[Referring expression data]
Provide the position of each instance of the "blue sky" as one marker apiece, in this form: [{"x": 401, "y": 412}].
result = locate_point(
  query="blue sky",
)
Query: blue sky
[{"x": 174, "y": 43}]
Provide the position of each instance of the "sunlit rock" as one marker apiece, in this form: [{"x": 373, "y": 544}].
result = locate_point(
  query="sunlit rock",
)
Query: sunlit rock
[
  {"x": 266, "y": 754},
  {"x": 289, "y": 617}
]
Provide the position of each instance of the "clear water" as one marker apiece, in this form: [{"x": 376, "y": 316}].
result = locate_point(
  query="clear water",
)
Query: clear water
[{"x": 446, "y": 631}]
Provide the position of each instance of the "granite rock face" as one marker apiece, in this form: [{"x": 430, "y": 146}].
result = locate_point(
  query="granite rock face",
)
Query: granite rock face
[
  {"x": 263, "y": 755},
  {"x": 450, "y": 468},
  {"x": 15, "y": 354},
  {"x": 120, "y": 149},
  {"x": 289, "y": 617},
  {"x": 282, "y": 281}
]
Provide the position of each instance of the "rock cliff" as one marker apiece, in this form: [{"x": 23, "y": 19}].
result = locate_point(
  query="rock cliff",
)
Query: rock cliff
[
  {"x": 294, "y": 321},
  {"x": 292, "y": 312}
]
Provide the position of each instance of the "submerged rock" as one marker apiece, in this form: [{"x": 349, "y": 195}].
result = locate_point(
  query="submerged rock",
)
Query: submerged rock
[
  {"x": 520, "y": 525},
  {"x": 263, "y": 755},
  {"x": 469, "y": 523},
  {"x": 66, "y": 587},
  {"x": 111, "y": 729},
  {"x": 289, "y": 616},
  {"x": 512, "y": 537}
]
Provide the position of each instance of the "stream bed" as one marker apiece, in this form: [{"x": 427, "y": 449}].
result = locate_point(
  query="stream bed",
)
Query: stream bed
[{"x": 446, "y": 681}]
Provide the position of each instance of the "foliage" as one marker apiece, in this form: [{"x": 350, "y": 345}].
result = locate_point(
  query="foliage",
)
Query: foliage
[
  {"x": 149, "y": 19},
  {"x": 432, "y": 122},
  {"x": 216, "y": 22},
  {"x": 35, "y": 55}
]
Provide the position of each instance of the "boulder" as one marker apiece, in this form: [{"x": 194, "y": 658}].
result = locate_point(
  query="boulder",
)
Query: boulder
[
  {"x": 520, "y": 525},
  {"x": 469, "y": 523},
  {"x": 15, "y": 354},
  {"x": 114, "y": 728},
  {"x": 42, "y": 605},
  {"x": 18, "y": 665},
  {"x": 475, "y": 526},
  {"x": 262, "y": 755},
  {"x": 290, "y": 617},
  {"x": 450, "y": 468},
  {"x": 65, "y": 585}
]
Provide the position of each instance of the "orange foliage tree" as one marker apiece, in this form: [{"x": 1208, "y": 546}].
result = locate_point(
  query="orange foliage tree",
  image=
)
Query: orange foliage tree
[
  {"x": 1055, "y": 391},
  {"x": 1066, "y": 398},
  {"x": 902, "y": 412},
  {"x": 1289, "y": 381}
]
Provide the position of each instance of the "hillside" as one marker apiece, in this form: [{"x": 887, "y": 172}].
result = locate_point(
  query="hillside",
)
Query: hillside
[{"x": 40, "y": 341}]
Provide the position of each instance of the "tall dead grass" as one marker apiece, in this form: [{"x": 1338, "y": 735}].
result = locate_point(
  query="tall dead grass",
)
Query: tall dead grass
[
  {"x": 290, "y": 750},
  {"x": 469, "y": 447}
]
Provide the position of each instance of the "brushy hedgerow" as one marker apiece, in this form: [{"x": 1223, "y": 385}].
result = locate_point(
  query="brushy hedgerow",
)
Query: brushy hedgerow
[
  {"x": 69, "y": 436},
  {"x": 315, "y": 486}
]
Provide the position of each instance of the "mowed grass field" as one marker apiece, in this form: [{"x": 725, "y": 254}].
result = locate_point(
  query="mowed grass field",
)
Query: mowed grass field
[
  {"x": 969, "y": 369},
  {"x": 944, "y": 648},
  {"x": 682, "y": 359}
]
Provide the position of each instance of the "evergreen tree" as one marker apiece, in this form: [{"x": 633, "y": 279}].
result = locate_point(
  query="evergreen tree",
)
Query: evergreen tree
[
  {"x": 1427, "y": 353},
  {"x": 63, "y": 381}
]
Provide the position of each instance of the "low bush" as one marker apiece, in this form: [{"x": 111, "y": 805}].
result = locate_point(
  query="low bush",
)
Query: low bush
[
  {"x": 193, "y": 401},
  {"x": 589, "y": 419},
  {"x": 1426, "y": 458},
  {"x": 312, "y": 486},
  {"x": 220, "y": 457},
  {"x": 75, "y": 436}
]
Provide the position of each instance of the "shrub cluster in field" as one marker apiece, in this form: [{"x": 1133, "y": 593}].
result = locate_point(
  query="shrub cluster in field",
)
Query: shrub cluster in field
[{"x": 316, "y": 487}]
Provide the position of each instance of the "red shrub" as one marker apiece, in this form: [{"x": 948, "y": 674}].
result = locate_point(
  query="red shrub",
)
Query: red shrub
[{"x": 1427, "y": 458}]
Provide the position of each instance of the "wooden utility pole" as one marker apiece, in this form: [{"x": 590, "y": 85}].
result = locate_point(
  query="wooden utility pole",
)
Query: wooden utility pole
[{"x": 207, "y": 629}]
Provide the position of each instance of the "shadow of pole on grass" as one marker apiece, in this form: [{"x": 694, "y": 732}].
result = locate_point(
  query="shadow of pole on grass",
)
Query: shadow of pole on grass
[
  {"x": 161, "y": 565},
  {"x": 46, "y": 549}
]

■ Exercise ■
In full and without alteration, retype the entries above.

■ Response for this exercise ■
Provide the position of each instance of the "blue sky" as one marker apiece, in this form: [{"x": 401, "y": 412}].
result = locate_point(
  query="blue sky",
)
Query: blue sky
[{"x": 174, "y": 43}]
Provide the position of each instance of the "sunlit rock" as one marker apiece, in this form: [{"x": 373, "y": 544}].
result = locate_point(
  query="sunlit rock",
)
Query: sunlit rock
[
  {"x": 266, "y": 754},
  {"x": 289, "y": 617}
]
Provide the position of each instance of the "clear water" as one marker apiece, in this form: [{"x": 376, "y": 316}].
result = locate_point(
  query="clear water",
)
Query: clear water
[{"x": 446, "y": 631}]
Provide the position of each instance of the "granite rock face" as one marker apiece, in this form: [{"x": 430, "y": 146}].
result = locate_point(
  query="granite rock face",
)
Query: granite rock face
[
  {"x": 263, "y": 755},
  {"x": 450, "y": 468},
  {"x": 15, "y": 354},
  {"x": 120, "y": 149},
  {"x": 289, "y": 617},
  {"x": 282, "y": 281}
]
Provide the position of each instance of the "rock cliff" as one marker apiece, in this form: [{"x": 23, "y": 19}].
result = locate_point(
  query="rock cliff",
)
Query: rock cliff
[
  {"x": 294, "y": 321},
  {"x": 292, "y": 312}
]
Provide the position of each instance of the "submerged rock" as one marker apiece, in this form: [{"x": 349, "y": 195}].
result = locate_point(
  query="submerged rock",
)
Query: submerged rock
[
  {"x": 520, "y": 525},
  {"x": 263, "y": 755},
  {"x": 469, "y": 523},
  {"x": 66, "y": 587},
  {"x": 111, "y": 729},
  {"x": 289, "y": 616},
  {"x": 512, "y": 537}
]
Provide the position of each instance of the "stream bed" as one marker apiece, in this form: [{"x": 427, "y": 449}].
result = locate_point(
  query="stream bed",
)
Query: stream bed
[{"x": 446, "y": 681}]
Provide the position of each instance of the "foliage" as one marker apiece, in this form: [{"x": 350, "y": 345}].
result = locate_point(
  query="foliage",
)
Query: foliage
[
  {"x": 149, "y": 19},
  {"x": 432, "y": 122},
  {"x": 216, "y": 22},
  {"x": 35, "y": 55}
]
Provide the position of each instance of the "boulder" as one marker apiece, in this form: [{"x": 194, "y": 658}].
result = locate_point(
  query="boulder",
)
Query: boulder
[
  {"x": 520, "y": 525},
  {"x": 469, "y": 523},
  {"x": 15, "y": 354},
  {"x": 114, "y": 728},
  {"x": 42, "y": 605},
  {"x": 18, "y": 665},
  {"x": 475, "y": 526},
  {"x": 262, "y": 755},
  {"x": 290, "y": 617},
  {"x": 450, "y": 468},
  {"x": 65, "y": 585}
]
Provide the position of each instance of the "orange foliage tree" as one marker apiece, in this form: [{"x": 1208, "y": 546}].
result = locate_point(
  query="orange foliage tree",
  image=
)
Query: orange foliage tree
[
  {"x": 1055, "y": 391},
  {"x": 1066, "y": 398},
  {"x": 902, "y": 412},
  {"x": 1289, "y": 381}
]
Provide the position of each instance of the "hillside" as one marker apiece, in this form: [{"x": 887, "y": 172}].
result = locate_point(
  query="hillside",
)
Query: hillside
[{"x": 40, "y": 341}]
Provide the position of each instance of the "tall dead grass" as one marker apiece, in this form: [{"x": 1338, "y": 735}].
result = locate_point(
  query="tall dead grass",
)
Query: tall dead grass
[
  {"x": 290, "y": 750},
  {"x": 469, "y": 447}
]
Provide the position of each instance of the "brushy hedgerow" as one marker apiece, in this form: [{"x": 1223, "y": 385}].
result = locate_point(
  query="brushy hedgerow",
)
Query: brushy hedgerow
[
  {"x": 69, "y": 436},
  {"x": 315, "y": 486}
]
Provide the position of each instance of the "mowed grass field" as one marker apiece, in this form: [{"x": 725, "y": 254}].
result = locate_point(
  query="mowed grass field",
)
Query: mowed grass field
[
  {"x": 969, "y": 369},
  {"x": 944, "y": 648},
  {"x": 682, "y": 359}
]
Provide the position of each instance of the "evergreen tree" as one marker apiece, in this form: [{"x": 633, "y": 279}].
result = locate_point(
  query="evergreen tree",
)
Query: evergreen tree
[
  {"x": 1427, "y": 353},
  {"x": 63, "y": 381}
]
Provide the position of each instance of the "low bush" as one marker apiece, in this form: [{"x": 111, "y": 805}].
result = locate_point(
  query="low bush",
)
Query: low bush
[
  {"x": 193, "y": 401},
  {"x": 589, "y": 419},
  {"x": 1426, "y": 458},
  {"x": 312, "y": 486},
  {"x": 220, "y": 457},
  {"x": 75, "y": 436}
]
Provide the position of each instance of the "shrub cluster in field" as one marker apiece, in this form: [{"x": 1133, "y": 593}].
result = locate_point(
  query="shrub cluster in field",
)
Query: shrub cluster in field
[{"x": 316, "y": 487}]
Provide the position of each instance of the "red shrub" as one marker apiece, in this form: [{"x": 948, "y": 674}].
result = locate_point(
  query="red shrub",
)
Query: red shrub
[{"x": 1427, "y": 458}]
Provide the position of each instance of the "wooden utility pole" as one marker apiece, in this form: [{"x": 590, "y": 85}].
result = locate_point(
  query="wooden utility pole",
)
Query: wooden utility pole
[{"x": 207, "y": 629}]
Provide the position of each instance of the "shadow of pole on grass" as one marker apiece, in this form: [{"x": 694, "y": 732}].
result = locate_point(
  query="shadow of pole on grass",
)
Query: shadow of pole on grass
[
  {"x": 161, "y": 565},
  {"x": 46, "y": 549}
]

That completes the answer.